=== What you need to do ===
1. Return the part of the blog post about the house in Bow starting at "One character uses" and ending at "I had realised?", word for word.
2. List every place name that appears in the blog post about the house in Bow.
[[ Provided text open ]]
I've had Covid recently and though officially 'better' I am distinctly tired physically and mentally, so this will be a short post.
Last week I was in London -- not the most sensible post-Covid strategy in the world. I was attending the Romantic Novelists' Association's annual conference (which included some historical novelists of course), and staying in Bow, East London. I blogged some years ago about the fascinating house where I stay, which belongs to a good friend, and as this was over five years ago, I'm suggesting you refresh your memory, as it's very relevant to this post: http://the-history-girls.blogspot.com/2018/05/a-house-with-history-by-sheena-wilkinson.html
This visit, my friend had arranged for her book group, plus a few other interested readers, to come and meet me to talk about my recent novel, Mrs Hart's Marriage Bureau, set in 1934. It was only as I posed outside the house for a photo, that it occurred to me how serendipitous the house was for the meeting. Though set in a marriage bureau, the novel is about the different sorts of fulfilment women sought for themselves.
One character uses her marriage to help her set up a factory based on co-operative principles, allowing people, women especially, to learn new skills and become more independent. It's absolutely in keeping with the initiative of Sylvia Pankhurst in Norman Grove a generation before. I've been visiting this house since the 1990s, always fascinated by its feminist history, and on Monday night, as I sat in the kitchen chatting about Mrs Hart to twenty-first century readers, I wondered if, without being conscious of it, the house, with its toy factory and nursery, had influenced my writing more than I had realised?
[[ Provided text closed ]]
[[ Records provided open ]]
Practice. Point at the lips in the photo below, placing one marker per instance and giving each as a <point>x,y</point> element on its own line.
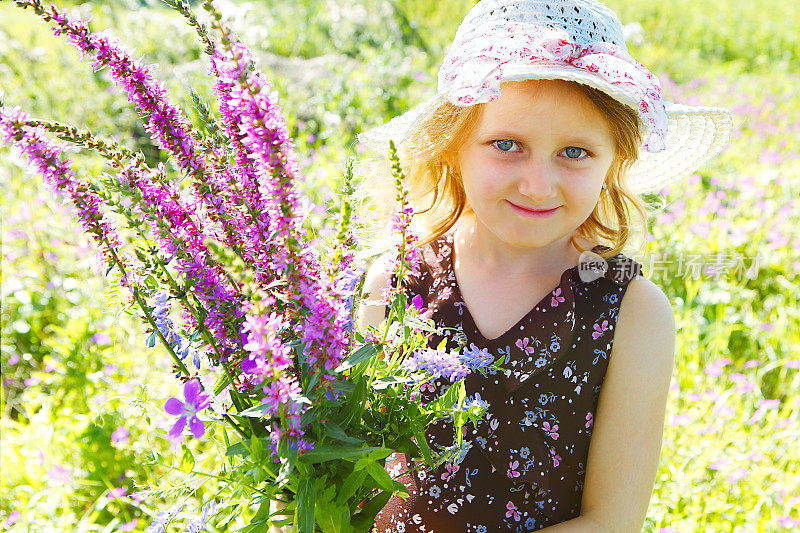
<point>532,212</point>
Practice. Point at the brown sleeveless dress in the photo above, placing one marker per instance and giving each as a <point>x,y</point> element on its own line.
<point>527,464</point>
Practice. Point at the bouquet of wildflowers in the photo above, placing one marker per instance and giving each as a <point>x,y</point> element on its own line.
<point>265,345</point>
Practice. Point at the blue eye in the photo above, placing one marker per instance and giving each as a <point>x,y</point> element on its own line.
<point>573,152</point>
<point>505,145</point>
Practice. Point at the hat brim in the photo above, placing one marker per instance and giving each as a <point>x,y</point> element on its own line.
<point>694,134</point>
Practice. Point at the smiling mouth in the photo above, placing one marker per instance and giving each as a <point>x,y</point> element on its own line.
<point>528,211</point>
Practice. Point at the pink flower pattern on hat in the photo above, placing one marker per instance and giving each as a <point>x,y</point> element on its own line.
<point>473,69</point>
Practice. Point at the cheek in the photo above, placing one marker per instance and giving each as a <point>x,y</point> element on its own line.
<point>486,183</point>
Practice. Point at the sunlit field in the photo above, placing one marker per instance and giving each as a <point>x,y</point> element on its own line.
<point>83,426</point>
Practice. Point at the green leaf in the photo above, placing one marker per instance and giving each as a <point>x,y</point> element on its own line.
<point>322,453</point>
<point>382,383</point>
<point>255,449</point>
<point>257,411</point>
<point>446,401</point>
<point>305,506</point>
<point>237,449</point>
<point>364,353</point>
<point>188,456</point>
<point>221,383</point>
<point>350,486</point>
<point>333,430</point>
<point>422,442</point>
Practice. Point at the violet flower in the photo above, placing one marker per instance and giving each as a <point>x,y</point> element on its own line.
<point>451,366</point>
<point>43,154</point>
<point>196,401</point>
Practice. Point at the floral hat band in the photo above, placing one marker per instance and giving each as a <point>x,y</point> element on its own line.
<point>582,41</point>
<point>473,70</point>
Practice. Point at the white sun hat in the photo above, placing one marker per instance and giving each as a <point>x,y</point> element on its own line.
<point>573,40</point>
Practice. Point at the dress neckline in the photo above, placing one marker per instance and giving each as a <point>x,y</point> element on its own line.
<point>564,284</point>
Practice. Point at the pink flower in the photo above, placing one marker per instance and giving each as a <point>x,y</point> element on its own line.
<point>512,469</point>
<point>551,431</point>
<point>451,470</point>
<point>787,521</point>
<point>522,344</point>
<point>196,401</point>
<point>599,329</point>
<point>556,298</point>
<point>119,492</point>
<point>512,511</point>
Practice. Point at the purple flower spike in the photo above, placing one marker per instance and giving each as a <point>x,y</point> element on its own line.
<point>196,401</point>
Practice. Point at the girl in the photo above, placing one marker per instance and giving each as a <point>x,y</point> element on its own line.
<point>542,136</point>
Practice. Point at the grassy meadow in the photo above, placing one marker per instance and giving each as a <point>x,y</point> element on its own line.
<point>83,427</point>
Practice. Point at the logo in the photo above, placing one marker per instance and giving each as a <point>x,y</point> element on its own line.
<point>591,266</point>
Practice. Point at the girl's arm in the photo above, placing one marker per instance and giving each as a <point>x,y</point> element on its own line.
<point>629,423</point>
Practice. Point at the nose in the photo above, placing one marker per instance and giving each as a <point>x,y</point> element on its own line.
<point>538,181</point>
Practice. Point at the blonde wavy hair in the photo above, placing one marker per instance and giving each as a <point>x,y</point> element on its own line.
<point>437,193</point>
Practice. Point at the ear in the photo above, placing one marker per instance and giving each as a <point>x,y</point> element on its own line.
<point>450,158</point>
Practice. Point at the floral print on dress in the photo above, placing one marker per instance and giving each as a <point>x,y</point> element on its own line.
<point>526,468</point>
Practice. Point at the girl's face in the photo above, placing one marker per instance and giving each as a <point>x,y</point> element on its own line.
<point>542,145</point>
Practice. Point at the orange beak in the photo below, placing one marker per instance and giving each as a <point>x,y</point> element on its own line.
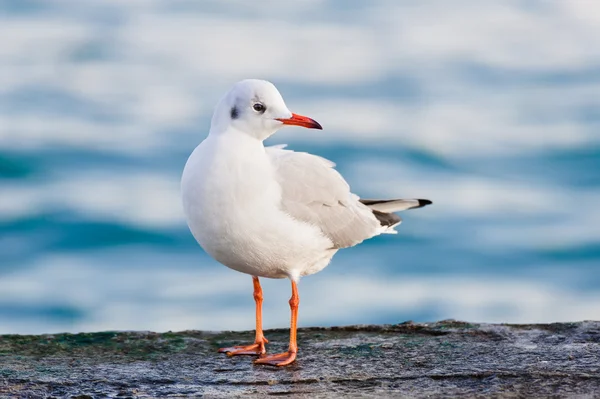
<point>299,120</point>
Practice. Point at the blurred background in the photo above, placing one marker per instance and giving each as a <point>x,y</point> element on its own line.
<point>490,109</point>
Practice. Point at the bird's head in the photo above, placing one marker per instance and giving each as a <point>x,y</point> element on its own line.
<point>255,107</point>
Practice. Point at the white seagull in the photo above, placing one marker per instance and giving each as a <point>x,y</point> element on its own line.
<point>271,212</point>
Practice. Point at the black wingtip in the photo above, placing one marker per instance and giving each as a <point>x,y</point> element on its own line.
<point>423,202</point>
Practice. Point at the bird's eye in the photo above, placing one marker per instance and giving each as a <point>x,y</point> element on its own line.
<point>258,107</point>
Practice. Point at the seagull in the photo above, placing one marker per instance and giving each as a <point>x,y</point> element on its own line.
<point>271,212</point>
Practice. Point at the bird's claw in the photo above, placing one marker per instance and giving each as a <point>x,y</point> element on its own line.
<point>255,349</point>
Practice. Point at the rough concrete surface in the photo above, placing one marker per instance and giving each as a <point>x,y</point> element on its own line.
<point>447,358</point>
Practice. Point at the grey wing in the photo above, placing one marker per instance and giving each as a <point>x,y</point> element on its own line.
<point>314,192</point>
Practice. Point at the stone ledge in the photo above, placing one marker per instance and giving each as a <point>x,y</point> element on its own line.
<point>446,358</point>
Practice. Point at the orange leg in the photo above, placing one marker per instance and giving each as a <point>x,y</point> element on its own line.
<point>285,358</point>
<point>258,347</point>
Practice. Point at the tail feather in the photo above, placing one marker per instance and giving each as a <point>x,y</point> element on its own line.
<point>384,210</point>
<point>395,205</point>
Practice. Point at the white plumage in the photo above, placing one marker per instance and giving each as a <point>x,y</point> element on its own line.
<point>272,212</point>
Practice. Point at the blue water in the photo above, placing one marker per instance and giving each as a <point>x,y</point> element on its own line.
<point>491,111</point>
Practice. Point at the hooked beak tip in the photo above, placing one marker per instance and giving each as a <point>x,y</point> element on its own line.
<point>299,120</point>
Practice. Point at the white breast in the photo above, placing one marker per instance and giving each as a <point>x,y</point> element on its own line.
<point>232,203</point>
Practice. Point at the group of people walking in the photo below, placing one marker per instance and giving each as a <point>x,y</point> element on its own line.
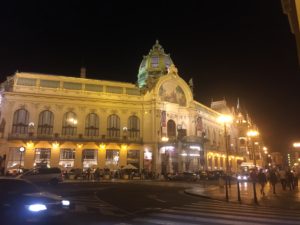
<point>288,179</point>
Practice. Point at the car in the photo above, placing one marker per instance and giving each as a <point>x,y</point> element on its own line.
<point>243,177</point>
<point>215,174</point>
<point>185,176</point>
<point>21,201</point>
<point>51,175</point>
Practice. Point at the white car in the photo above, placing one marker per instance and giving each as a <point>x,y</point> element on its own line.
<point>43,175</point>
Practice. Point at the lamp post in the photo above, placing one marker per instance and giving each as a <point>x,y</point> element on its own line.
<point>252,134</point>
<point>21,149</point>
<point>226,119</point>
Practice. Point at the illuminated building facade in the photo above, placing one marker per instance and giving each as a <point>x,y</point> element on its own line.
<point>75,122</point>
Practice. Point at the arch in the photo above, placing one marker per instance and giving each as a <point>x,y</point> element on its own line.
<point>92,125</point>
<point>113,126</point>
<point>134,127</point>
<point>45,125</point>
<point>69,124</point>
<point>171,129</point>
<point>20,122</point>
<point>176,81</point>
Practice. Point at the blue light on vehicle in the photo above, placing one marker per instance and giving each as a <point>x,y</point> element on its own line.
<point>37,207</point>
<point>65,202</point>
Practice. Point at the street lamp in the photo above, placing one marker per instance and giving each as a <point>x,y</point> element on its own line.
<point>252,134</point>
<point>21,149</point>
<point>226,119</point>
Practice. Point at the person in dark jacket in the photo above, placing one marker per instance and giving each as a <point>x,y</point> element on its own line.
<point>273,179</point>
<point>262,179</point>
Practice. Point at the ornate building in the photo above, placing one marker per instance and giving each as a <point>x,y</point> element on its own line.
<point>79,122</point>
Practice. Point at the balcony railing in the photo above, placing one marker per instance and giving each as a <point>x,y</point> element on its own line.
<point>74,138</point>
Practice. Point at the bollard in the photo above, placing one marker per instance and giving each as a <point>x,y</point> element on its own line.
<point>254,192</point>
<point>239,193</point>
<point>226,187</point>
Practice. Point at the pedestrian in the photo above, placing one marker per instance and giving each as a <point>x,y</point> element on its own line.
<point>97,174</point>
<point>262,179</point>
<point>282,177</point>
<point>273,179</point>
<point>290,179</point>
<point>296,177</point>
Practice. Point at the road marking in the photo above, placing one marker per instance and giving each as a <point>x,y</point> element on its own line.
<point>154,197</point>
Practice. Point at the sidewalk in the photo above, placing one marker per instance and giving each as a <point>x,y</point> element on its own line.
<point>282,199</point>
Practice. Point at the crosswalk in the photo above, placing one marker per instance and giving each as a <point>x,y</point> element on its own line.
<point>214,212</point>
<point>91,204</point>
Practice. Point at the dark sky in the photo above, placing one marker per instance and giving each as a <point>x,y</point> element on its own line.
<point>231,49</point>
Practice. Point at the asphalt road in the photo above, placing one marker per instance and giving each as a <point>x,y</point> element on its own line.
<point>141,203</point>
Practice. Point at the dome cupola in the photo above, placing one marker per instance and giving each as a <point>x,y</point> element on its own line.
<point>155,64</point>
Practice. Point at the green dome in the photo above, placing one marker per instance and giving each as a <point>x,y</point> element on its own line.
<point>155,64</point>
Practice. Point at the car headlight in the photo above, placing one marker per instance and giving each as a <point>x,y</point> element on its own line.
<point>37,207</point>
<point>65,202</point>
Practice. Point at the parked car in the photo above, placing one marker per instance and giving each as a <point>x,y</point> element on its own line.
<point>21,201</point>
<point>185,176</point>
<point>215,174</point>
<point>75,173</point>
<point>43,175</point>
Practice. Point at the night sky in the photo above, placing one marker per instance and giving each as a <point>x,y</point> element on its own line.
<point>232,49</point>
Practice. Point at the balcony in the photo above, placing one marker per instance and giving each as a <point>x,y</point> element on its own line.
<point>74,138</point>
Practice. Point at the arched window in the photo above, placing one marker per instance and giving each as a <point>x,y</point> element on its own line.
<point>134,127</point>
<point>45,125</point>
<point>20,122</point>
<point>113,126</point>
<point>214,137</point>
<point>92,125</point>
<point>69,124</point>
<point>171,129</point>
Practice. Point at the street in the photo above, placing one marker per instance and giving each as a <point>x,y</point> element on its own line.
<point>159,203</point>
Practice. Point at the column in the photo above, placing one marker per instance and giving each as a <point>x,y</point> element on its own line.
<point>29,157</point>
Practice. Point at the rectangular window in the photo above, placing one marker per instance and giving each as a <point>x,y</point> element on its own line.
<point>133,158</point>
<point>154,61</point>
<point>26,81</point>
<point>216,163</point>
<point>49,83</point>
<point>15,157</point>
<point>72,86</point>
<point>89,158</point>
<point>132,91</point>
<point>112,158</point>
<point>116,90</point>
<point>67,154</point>
<point>42,157</point>
<point>94,87</point>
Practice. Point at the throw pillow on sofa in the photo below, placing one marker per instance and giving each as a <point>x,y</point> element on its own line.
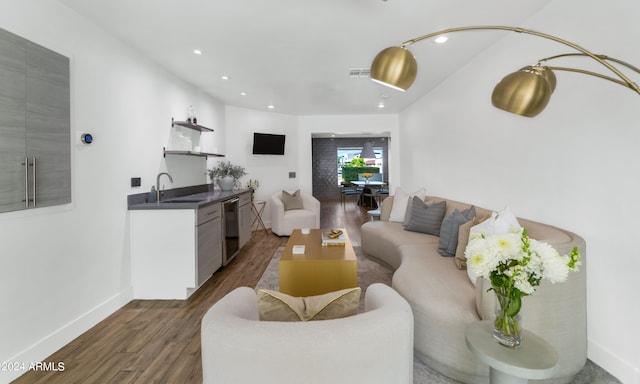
<point>426,218</point>
<point>401,200</point>
<point>292,200</point>
<point>448,242</point>
<point>278,306</point>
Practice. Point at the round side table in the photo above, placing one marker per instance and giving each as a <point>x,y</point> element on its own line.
<point>257,207</point>
<point>534,359</point>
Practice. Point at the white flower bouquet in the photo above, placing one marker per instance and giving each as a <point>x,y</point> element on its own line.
<point>515,265</point>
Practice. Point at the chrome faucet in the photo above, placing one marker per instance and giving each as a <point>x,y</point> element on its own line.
<point>158,184</point>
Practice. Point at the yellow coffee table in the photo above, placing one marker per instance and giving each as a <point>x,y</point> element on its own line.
<point>320,269</point>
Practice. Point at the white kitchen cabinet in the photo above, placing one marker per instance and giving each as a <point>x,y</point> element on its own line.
<point>172,256</point>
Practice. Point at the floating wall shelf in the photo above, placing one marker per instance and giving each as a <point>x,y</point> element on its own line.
<point>190,125</point>
<point>189,153</point>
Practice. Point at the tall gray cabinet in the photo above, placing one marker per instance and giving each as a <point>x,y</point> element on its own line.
<point>35,149</point>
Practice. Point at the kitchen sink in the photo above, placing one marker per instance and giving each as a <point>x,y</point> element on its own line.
<point>181,201</point>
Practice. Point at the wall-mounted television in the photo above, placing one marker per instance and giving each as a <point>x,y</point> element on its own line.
<point>268,144</point>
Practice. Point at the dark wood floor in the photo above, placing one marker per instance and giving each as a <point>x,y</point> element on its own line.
<point>158,341</point>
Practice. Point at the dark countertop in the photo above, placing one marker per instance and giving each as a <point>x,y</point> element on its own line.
<point>182,198</point>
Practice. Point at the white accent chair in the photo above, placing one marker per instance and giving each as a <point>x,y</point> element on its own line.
<point>373,347</point>
<point>284,222</point>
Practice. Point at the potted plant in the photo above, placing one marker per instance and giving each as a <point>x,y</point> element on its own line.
<point>252,185</point>
<point>226,175</point>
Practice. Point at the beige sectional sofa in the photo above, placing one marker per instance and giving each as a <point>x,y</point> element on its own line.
<point>445,302</point>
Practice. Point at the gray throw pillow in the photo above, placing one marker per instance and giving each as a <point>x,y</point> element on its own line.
<point>449,230</point>
<point>292,200</point>
<point>426,219</point>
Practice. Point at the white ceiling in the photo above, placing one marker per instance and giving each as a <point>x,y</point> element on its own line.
<point>295,54</point>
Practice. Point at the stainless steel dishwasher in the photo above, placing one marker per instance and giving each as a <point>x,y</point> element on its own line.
<point>209,241</point>
<point>231,228</point>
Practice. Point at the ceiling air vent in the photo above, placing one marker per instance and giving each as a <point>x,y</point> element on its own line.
<point>357,73</point>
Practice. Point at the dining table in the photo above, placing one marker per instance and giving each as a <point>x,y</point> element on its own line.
<point>372,186</point>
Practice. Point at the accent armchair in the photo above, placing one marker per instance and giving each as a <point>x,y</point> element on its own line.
<point>284,221</point>
<point>373,347</point>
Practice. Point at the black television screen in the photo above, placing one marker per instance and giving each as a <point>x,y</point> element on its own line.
<point>268,144</point>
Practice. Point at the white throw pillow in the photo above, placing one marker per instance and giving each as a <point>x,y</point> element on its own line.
<point>400,202</point>
<point>499,223</point>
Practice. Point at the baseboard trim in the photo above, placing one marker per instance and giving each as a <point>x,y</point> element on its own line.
<point>610,362</point>
<point>50,344</point>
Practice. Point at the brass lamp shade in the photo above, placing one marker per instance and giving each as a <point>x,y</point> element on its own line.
<point>525,93</point>
<point>394,67</point>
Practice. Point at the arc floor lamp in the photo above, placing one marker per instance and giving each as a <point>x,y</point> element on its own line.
<point>525,92</point>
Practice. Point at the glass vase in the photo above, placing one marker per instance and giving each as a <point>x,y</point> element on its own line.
<point>506,326</point>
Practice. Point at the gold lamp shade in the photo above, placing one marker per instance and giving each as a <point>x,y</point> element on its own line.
<point>526,92</point>
<point>394,67</point>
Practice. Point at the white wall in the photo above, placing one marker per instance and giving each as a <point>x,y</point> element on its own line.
<point>272,171</point>
<point>66,268</point>
<point>573,166</point>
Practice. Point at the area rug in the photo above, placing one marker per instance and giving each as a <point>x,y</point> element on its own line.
<point>370,272</point>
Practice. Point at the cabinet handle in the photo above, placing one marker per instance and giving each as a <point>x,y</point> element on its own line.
<point>34,181</point>
<point>26,182</point>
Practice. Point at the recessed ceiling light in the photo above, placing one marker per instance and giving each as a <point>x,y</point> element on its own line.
<point>441,39</point>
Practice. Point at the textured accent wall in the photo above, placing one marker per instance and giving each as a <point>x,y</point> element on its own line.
<point>324,159</point>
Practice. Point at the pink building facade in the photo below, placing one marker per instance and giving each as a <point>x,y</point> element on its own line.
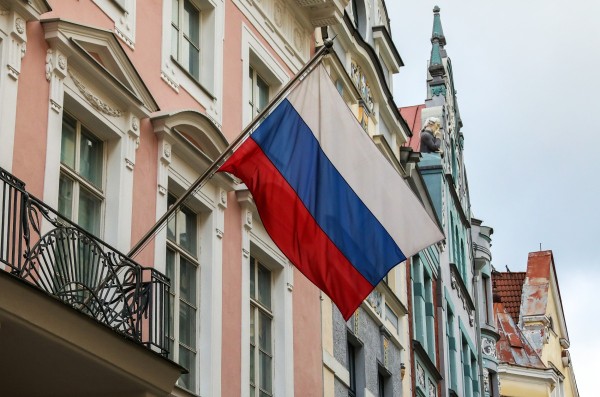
<point>109,110</point>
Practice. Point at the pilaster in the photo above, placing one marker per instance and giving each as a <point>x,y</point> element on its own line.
<point>13,39</point>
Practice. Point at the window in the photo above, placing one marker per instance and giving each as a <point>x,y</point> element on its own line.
<point>80,191</point>
<point>352,370</point>
<point>486,310</point>
<point>182,268</point>
<point>185,36</point>
<point>261,318</point>
<point>381,384</point>
<point>259,93</point>
<point>391,317</point>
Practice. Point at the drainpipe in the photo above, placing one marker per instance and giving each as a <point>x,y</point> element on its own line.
<point>476,281</point>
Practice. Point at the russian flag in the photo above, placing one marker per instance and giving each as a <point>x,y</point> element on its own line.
<point>327,197</point>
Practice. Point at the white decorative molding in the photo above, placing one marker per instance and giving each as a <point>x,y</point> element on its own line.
<point>93,100</point>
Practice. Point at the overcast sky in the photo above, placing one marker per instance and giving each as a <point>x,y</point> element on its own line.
<point>526,73</point>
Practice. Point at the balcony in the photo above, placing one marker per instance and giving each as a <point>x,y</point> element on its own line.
<point>77,317</point>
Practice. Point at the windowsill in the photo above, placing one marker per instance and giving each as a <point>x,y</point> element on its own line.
<point>192,78</point>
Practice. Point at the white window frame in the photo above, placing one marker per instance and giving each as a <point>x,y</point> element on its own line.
<point>255,55</point>
<point>207,91</point>
<point>13,40</point>
<point>79,182</point>
<point>180,252</point>
<point>209,204</point>
<point>256,309</point>
<point>254,92</point>
<point>256,242</point>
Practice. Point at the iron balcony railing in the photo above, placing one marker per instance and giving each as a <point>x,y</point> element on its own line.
<point>45,249</point>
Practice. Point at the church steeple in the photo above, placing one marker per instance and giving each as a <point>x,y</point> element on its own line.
<point>436,66</point>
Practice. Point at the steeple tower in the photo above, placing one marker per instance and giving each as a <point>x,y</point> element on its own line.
<point>436,67</point>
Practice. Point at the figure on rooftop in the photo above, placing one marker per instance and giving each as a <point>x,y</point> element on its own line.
<point>431,136</point>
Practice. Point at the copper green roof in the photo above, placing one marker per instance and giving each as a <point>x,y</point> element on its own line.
<point>438,32</point>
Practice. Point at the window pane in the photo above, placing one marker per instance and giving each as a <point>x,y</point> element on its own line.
<point>174,42</point>
<point>191,23</point>
<point>252,324</point>
<point>188,360</point>
<point>89,212</point>
<point>264,332</point>
<point>186,228</point>
<point>264,286</point>
<point>187,281</point>
<point>65,197</point>
<point>263,93</point>
<point>90,158</point>
<point>67,145</point>
<point>252,366</point>
<point>194,60</point>
<point>252,278</point>
<point>265,373</point>
<point>175,12</point>
<point>187,325</point>
<point>171,221</point>
<point>171,268</point>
[[ Records provided closed ]]
=== Solutions to each task ===
1.
One character uses her marriage to help her set up a factory based on co-operative principles, allowing people, women especially, to learn new skills and become more independent. It's absolutely in keeping with the initiative of Sylvia Pankhurst in Norman Grove a generation before. I've been visiting this house since the 1990s, always fascinated by its feminist history, and on Monday night, as I sat in the kitchen chatting about Mrs Hart to twenty-first century readers, I wondered if, without being conscious of it, the house, with its toy factory and nursery, had influenced my writing more than I had realised?

2.
London
Bow
East London
Norman Grove